• **题目 A**
下面这段讲《玉观音》的文字里说,这部电视剧一共有多少集?

• **所给文本**
# # # #

⊙陈 蓉[苏州大学, 江苏 苏州 215123]
2003年,电视剧《玉观音》大热,曲折丰富的剧情虽然只有二十七集的长度但也让观众直呼过瘾。此剧脱胎于海岩同名小说,该小说为海岩三部女警察题材的小说系列《一场风花雪月的事》 《永不瞑目》 中的一部。故事的基本元素女警察、案件、恩怨情仇及与此相对应的情节构置方式“刑侦+爱情”,暗合着读者的阅读趣味,正如有些评论指出的那样:“20世纪八九十年代的通俗小说的基本母题主要集中在能为普通大众认同并易于明了的意识形态内容:正义与邪恶、生与死、爱与恨、情与理、欲与法、从善与改恶、现实与虚幻等范畴上。”它们以文化消费热点的身份被诸多通俗作品植入,而海岩的女警系列,主人公年轻貌美,警察与女性的双重身份使她们有着刚柔并济的气质。她们渴求美好的爱情却被警察身份所阻碍,她们挣扎于情与理的冲突之中,最终只能得到爱情的悲剧。因而,人物和故事线索本身已足以吊起读者的胃口。但海岩显然更是一位玩转叙事技巧的高手,其令人炫目的叙事手段贯穿于整个故事的讲述之中。

# # # #

• **所给记录**
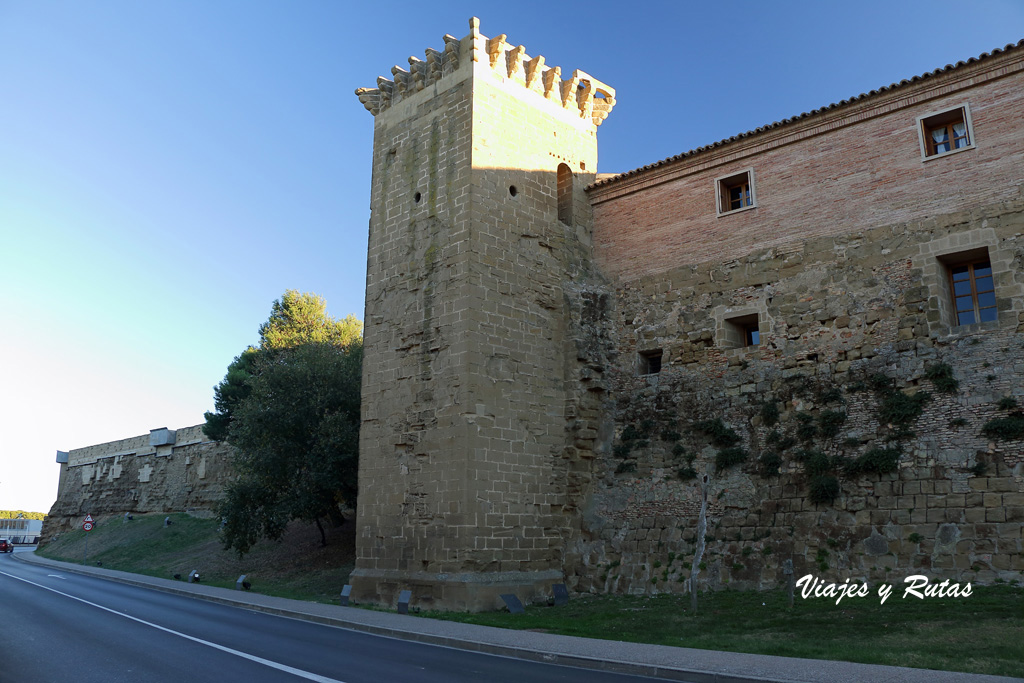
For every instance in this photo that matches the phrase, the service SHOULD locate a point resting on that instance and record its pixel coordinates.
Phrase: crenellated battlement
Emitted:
(581, 92)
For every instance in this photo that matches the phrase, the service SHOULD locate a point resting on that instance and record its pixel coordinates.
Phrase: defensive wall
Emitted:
(166, 470)
(842, 263)
(552, 360)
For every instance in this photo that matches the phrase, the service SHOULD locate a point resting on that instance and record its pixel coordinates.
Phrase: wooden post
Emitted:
(698, 553)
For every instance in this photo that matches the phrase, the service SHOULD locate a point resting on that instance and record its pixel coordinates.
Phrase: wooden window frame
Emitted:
(723, 186)
(650, 361)
(972, 264)
(738, 331)
(749, 332)
(944, 119)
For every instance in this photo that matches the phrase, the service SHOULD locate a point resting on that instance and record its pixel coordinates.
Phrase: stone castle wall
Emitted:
(548, 371)
(473, 248)
(130, 475)
(843, 335)
(843, 267)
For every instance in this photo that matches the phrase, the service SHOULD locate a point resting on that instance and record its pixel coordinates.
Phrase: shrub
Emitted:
(900, 409)
(1007, 403)
(729, 457)
(630, 433)
(880, 382)
(815, 462)
(806, 429)
(1011, 427)
(823, 488)
(687, 473)
(720, 434)
(768, 464)
(829, 422)
(877, 460)
(941, 376)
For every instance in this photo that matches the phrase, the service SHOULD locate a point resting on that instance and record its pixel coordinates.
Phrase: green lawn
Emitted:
(983, 633)
(295, 567)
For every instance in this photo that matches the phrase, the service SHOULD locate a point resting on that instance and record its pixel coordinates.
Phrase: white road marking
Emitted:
(266, 663)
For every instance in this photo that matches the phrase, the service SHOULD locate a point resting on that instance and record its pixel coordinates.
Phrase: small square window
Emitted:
(735, 193)
(973, 292)
(650, 361)
(945, 132)
(741, 332)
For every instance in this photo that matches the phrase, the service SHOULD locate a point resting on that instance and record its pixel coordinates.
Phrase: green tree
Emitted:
(296, 436)
(291, 410)
(297, 317)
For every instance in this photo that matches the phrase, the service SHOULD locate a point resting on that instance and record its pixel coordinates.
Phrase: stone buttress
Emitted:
(478, 228)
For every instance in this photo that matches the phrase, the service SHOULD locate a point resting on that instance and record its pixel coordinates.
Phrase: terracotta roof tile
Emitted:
(843, 102)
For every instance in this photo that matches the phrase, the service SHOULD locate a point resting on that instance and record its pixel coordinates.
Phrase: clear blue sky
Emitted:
(167, 169)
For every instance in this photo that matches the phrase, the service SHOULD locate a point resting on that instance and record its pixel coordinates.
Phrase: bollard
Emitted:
(403, 599)
(790, 585)
(512, 602)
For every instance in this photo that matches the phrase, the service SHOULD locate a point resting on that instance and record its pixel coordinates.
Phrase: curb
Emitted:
(577, 660)
(875, 673)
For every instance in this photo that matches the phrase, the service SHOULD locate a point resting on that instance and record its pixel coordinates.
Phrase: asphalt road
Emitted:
(62, 628)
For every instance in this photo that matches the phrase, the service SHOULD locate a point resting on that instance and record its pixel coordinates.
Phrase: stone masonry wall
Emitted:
(129, 475)
(848, 168)
(471, 279)
(852, 371)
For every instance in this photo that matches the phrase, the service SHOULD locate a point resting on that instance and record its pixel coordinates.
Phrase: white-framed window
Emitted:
(945, 132)
(735, 193)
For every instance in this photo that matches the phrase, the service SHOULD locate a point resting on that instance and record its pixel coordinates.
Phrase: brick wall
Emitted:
(847, 169)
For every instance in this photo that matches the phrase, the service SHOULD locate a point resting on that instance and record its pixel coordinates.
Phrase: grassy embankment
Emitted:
(296, 567)
(983, 633)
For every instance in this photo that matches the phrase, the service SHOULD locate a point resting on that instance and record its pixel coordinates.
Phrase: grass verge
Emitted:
(295, 567)
(982, 634)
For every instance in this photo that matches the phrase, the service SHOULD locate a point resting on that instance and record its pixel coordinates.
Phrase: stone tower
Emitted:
(478, 221)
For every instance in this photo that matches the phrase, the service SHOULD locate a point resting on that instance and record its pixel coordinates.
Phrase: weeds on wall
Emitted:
(941, 375)
(1008, 428)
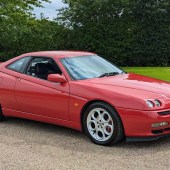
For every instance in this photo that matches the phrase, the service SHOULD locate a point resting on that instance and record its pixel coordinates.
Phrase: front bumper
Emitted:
(138, 124)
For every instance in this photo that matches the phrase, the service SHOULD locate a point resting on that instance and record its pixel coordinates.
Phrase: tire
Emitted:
(1, 114)
(102, 124)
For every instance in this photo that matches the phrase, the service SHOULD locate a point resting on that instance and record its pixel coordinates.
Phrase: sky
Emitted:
(49, 9)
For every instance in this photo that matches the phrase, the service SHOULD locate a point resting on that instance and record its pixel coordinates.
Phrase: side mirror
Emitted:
(56, 78)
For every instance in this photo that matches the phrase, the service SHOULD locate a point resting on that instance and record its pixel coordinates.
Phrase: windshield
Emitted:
(87, 67)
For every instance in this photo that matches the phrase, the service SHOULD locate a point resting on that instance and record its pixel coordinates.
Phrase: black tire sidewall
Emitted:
(118, 129)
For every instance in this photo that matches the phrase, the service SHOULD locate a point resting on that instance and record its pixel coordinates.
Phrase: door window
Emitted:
(19, 65)
(41, 67)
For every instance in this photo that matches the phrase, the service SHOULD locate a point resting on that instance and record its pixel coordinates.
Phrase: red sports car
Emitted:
(85, 92)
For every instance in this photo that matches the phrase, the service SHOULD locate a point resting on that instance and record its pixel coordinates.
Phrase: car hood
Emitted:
(135, 81)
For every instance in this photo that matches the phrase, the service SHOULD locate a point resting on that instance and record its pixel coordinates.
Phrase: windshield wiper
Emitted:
(108, 74)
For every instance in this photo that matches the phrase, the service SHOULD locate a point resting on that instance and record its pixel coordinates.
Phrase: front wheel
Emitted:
(102, 124)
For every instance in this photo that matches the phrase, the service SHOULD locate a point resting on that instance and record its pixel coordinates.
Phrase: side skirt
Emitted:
(39, 118)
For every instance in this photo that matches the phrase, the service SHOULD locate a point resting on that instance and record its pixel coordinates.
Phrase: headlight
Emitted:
(153, 103)
(150, 103)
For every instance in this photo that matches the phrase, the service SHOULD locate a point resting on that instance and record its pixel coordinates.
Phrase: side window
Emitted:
(41, 67)
(19, 65)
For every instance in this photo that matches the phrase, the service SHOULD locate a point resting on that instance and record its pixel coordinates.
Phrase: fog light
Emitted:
(155, 125)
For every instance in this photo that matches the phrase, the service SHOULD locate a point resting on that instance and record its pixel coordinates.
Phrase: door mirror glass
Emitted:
(56, 78)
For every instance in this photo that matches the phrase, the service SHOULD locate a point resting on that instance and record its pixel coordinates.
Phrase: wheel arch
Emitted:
(91, 102)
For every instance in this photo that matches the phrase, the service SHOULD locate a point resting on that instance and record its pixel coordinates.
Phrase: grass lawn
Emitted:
(162, 73)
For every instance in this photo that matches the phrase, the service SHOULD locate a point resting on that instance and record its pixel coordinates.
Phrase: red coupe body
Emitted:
(25, 96)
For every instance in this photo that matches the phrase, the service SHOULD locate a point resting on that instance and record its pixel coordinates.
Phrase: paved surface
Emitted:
(30, 145)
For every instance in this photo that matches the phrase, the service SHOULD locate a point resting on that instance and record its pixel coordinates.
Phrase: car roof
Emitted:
(58, 54)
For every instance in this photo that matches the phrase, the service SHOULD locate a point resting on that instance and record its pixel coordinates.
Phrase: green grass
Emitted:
(162, 73)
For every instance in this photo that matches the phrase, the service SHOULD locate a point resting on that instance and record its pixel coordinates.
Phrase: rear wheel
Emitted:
(102, 124)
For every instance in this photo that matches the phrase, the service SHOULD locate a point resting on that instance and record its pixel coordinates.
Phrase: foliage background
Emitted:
(127, 32)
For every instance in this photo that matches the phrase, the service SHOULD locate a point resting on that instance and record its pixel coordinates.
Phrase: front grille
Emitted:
(164, 113)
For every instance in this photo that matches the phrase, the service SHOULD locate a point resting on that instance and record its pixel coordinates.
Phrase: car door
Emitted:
(36, 95)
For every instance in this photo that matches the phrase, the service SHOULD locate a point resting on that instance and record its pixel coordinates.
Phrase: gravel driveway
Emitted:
(32, 145)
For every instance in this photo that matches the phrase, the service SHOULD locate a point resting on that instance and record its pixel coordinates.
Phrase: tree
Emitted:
(127, 32)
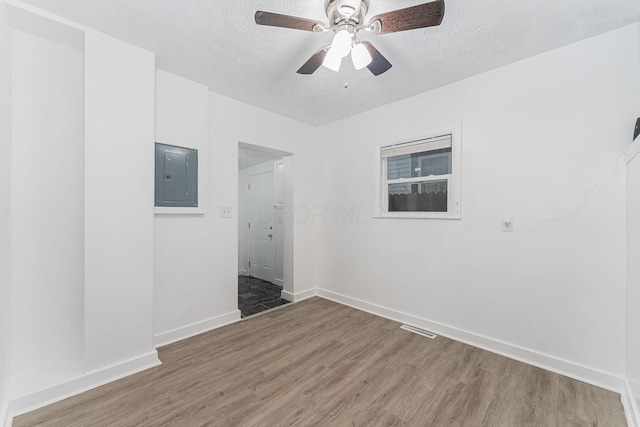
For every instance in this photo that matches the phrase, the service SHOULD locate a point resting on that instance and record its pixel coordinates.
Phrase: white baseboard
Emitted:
(90, 380)
(631, 410)
(4, 414)
(197, 328)
(298, 296)
(564, 367)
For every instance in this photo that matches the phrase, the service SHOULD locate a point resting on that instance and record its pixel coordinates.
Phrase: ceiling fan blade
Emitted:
(286, 21)
(410, 18)
(379, 63)
(315, 61)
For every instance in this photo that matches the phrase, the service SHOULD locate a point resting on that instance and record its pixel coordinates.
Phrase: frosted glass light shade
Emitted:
(360, 56)
(332, 60)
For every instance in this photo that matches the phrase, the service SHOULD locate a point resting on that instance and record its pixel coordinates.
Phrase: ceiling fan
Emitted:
(346, 18)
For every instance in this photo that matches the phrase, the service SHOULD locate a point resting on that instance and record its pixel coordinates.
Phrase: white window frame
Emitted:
(454, 199)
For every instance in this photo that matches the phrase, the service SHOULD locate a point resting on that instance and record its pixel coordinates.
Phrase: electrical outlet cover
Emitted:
(507, 223)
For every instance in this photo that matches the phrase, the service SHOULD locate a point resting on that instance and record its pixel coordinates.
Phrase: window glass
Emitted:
(425, 163)
(429, 196)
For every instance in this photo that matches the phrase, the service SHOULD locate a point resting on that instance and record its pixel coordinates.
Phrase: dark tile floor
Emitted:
(255, 295)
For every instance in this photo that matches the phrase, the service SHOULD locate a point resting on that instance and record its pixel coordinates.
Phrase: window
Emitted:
(420, 179)
(176, 176)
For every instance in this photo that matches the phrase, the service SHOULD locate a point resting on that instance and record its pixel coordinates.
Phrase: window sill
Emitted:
(178, 211)
(417, 215)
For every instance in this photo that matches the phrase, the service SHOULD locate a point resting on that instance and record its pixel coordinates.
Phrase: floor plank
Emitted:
(322, 363)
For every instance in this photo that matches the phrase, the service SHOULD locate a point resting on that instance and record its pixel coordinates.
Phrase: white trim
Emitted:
(630, 407)
(632, 151)
(298, 296)
(90, 380)
(196, 328)
(5, 420)
(565, 367)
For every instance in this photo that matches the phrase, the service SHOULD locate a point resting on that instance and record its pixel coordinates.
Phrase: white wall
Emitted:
(119, 188)
(5, 206)
(47, 212)
(196, 256)
(182, 272)
(633, 263)
(541, 139)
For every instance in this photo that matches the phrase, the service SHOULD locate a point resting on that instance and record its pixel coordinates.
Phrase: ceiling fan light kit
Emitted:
(346, 18)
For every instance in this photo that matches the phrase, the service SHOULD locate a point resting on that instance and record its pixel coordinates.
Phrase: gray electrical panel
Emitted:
(176, 176)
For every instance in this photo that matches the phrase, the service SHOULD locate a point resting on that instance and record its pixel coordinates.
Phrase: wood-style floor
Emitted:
(318, 363)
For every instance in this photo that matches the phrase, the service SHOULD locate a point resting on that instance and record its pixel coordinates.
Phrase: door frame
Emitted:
(288, 280)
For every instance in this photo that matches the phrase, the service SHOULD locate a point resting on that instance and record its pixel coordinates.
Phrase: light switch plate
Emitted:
(225, 212)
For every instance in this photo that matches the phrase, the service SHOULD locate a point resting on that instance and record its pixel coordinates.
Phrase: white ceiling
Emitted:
(217, 43)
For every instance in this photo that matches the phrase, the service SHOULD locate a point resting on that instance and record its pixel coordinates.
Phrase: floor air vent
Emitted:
(419, 331)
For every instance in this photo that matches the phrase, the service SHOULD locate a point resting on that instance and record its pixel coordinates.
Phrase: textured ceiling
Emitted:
(218, 44)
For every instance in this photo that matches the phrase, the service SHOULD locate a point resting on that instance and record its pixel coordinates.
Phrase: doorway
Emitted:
(265, 194)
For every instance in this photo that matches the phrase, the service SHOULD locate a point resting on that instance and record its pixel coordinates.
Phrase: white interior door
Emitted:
(261, 224)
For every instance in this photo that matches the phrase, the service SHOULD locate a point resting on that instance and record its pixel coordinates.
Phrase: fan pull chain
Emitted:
(346, 83)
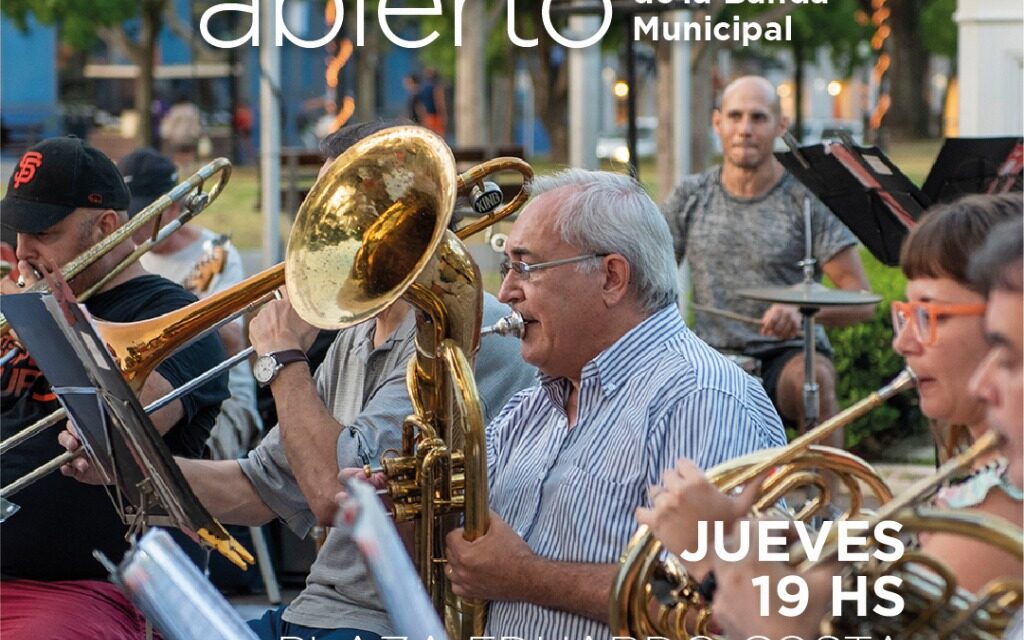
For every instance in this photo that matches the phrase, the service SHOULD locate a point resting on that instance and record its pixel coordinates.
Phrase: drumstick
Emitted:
(729, 314)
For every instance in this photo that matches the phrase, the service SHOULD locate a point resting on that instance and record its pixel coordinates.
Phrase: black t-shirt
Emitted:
(61, 520)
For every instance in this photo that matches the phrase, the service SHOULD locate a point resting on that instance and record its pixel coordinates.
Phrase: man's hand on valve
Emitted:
(686, 497)
(80, 468)
(278, 328)
(491, 567)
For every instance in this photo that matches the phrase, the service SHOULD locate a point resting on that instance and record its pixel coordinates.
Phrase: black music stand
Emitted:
(863, 188)
(975, 166)
(148, 488)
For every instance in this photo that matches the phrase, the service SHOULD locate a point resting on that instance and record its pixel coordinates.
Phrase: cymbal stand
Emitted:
(810, 383)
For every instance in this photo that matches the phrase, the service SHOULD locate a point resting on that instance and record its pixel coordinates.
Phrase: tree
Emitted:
(83, 20)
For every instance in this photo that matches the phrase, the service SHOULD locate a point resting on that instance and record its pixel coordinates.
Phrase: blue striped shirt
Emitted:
(656, 394)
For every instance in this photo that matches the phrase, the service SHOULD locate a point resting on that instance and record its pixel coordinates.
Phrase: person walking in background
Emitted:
(180, 131)
(434, 105)
(416, 112)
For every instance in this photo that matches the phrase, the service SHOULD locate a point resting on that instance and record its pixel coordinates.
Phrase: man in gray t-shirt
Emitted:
(741, 225)
(346, 415)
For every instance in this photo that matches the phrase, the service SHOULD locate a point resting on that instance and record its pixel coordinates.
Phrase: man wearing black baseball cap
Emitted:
(66, 196)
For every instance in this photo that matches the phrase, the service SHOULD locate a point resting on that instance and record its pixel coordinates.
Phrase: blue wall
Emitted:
(29, 76)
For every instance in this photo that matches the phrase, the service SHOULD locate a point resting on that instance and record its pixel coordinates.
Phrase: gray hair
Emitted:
(605, 212)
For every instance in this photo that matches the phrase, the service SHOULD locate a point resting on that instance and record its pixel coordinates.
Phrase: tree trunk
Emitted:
(907, 118)
(551, 98)
(667, 173)
(470, 79)
(503, 101)
(367, 60)
(144, 58)
(701, 104)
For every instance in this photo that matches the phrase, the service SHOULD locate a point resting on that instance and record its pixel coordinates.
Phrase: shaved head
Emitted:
(753, 86)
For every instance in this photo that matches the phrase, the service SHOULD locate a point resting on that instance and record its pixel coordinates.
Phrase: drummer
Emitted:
(740, 225)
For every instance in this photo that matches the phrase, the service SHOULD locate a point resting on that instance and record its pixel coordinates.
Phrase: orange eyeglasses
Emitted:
(926, 314)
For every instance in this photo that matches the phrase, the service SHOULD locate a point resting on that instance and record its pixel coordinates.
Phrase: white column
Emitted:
(269, 136)
(990, 64)
(585, 93)
(681, 96)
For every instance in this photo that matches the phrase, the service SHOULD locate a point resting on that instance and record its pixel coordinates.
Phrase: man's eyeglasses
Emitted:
(523, 269)
(924, 316)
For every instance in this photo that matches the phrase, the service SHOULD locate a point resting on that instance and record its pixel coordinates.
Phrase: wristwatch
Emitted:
(269, 365)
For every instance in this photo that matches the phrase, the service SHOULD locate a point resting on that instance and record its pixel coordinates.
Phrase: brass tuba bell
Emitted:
(374, 229)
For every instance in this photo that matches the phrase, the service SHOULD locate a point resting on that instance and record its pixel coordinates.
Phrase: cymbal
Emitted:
(809, 295)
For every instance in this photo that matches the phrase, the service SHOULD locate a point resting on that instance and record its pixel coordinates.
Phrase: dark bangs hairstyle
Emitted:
(941, 246)
(945, 238)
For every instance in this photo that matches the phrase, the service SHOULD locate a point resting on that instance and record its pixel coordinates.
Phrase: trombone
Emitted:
(138, 347)
(194, 201)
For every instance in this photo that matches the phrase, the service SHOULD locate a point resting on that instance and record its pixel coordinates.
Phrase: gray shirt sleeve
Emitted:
(378, 427)
(830, 236)
(267, 469)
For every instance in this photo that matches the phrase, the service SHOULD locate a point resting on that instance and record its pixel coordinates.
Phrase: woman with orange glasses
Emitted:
(939, 331)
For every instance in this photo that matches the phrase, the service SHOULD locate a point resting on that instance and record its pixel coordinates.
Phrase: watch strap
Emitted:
(289, 355)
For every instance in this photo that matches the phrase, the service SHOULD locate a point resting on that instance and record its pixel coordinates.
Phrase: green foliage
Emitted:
(865, 361)
(834, 26)
(79, 18)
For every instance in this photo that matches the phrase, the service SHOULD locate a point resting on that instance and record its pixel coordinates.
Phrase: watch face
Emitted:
(264, 369)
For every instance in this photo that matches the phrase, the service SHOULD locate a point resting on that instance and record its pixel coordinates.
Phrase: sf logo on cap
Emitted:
(27, 168)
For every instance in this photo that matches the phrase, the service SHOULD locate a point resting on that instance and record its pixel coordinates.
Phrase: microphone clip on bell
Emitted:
(485, 197)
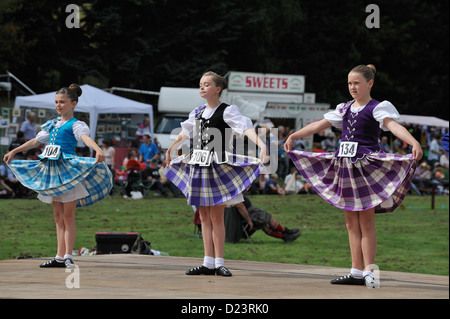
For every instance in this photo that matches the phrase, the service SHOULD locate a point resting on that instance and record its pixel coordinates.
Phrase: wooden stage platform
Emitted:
(127, 276)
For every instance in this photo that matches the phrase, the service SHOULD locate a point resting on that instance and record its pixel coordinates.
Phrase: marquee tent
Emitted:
(93, 101)
(423, 120)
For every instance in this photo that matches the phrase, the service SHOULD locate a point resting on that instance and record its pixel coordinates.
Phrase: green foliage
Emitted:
(147, 44)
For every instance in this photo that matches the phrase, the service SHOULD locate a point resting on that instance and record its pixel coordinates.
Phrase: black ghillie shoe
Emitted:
(201, 270)
(348, 280)
(69, 263)
(222, 271)
(52, 264)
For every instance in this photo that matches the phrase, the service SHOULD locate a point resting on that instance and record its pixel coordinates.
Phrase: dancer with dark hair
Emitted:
(213, 176)
(61, 177)
(359, 177)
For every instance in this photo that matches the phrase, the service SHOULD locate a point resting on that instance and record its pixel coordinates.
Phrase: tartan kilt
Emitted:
(214, 184)
(358, 186)
(55, 177)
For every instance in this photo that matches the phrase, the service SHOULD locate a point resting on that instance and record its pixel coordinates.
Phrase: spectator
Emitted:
(434, 151)
(257, 218)
(110, 153)
(20, 139)
(329, 143)
(143, 129)
(132, 154)
(385, 145)
(152, 178)
(272, 186)
(148, 150)
(283, 158)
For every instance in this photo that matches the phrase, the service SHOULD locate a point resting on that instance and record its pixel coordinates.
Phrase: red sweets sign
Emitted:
(258, 82)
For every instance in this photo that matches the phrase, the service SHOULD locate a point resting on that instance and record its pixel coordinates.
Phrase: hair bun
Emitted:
(76, 88)
(373, 68)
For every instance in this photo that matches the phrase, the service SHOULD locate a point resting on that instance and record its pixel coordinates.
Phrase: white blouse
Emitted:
(380, 112)
(79, 128)
(231, 115)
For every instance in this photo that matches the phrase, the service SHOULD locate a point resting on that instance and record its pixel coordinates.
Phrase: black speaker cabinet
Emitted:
(115, 243)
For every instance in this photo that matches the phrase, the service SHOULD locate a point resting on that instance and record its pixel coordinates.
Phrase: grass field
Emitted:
(413, 239)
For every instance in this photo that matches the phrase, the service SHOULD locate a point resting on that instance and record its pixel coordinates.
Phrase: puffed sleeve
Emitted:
(43, 137)
(238, 122)
(383, 110)
(335, 116)
(80, 128)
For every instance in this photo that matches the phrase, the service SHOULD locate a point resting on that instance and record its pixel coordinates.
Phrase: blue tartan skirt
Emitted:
(56, 177)
(379, 180)
(214, 184)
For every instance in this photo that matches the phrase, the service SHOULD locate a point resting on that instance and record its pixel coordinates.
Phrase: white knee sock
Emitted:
(208, 262)
(219, 262)
(356, 273)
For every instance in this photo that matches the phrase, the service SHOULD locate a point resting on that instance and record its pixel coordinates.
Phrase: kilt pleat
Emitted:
(55, 177)
(214, 184)
(358, 186)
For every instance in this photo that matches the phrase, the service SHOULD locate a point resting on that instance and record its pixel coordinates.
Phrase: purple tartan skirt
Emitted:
(379, 180)
(214, 184)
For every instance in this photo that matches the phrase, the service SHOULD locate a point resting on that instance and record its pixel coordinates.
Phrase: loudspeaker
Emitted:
(115, 243)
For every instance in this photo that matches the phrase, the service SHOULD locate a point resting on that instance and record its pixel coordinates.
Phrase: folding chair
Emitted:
(235, 226)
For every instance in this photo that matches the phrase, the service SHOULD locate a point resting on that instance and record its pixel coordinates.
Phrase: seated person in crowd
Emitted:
(260, 219)
(148, 150)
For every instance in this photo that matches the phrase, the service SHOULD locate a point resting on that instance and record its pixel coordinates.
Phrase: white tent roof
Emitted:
(423, 120)
(93, 101)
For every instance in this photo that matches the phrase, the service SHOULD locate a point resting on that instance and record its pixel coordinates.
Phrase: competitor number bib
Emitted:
(51, 152)
(200, 157)
(348, 149)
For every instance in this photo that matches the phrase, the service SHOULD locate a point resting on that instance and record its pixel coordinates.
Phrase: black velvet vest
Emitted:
(213, 134)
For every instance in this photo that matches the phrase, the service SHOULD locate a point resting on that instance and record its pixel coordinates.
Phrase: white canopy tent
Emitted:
(93, 101)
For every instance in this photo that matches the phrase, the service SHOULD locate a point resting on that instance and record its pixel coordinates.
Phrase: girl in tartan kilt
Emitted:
(359, 177)
(213, 176)
(60, 177)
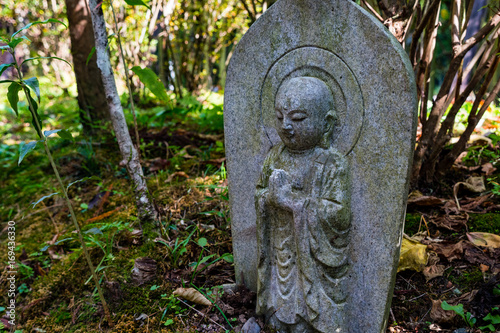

# # # #

• **题目 B**
数一数上面的记录里有多少行含有字符串"stand",大小写要区分,只写出数字。

• **参考解答 A**
二十七集。

• **参考解答 B**
2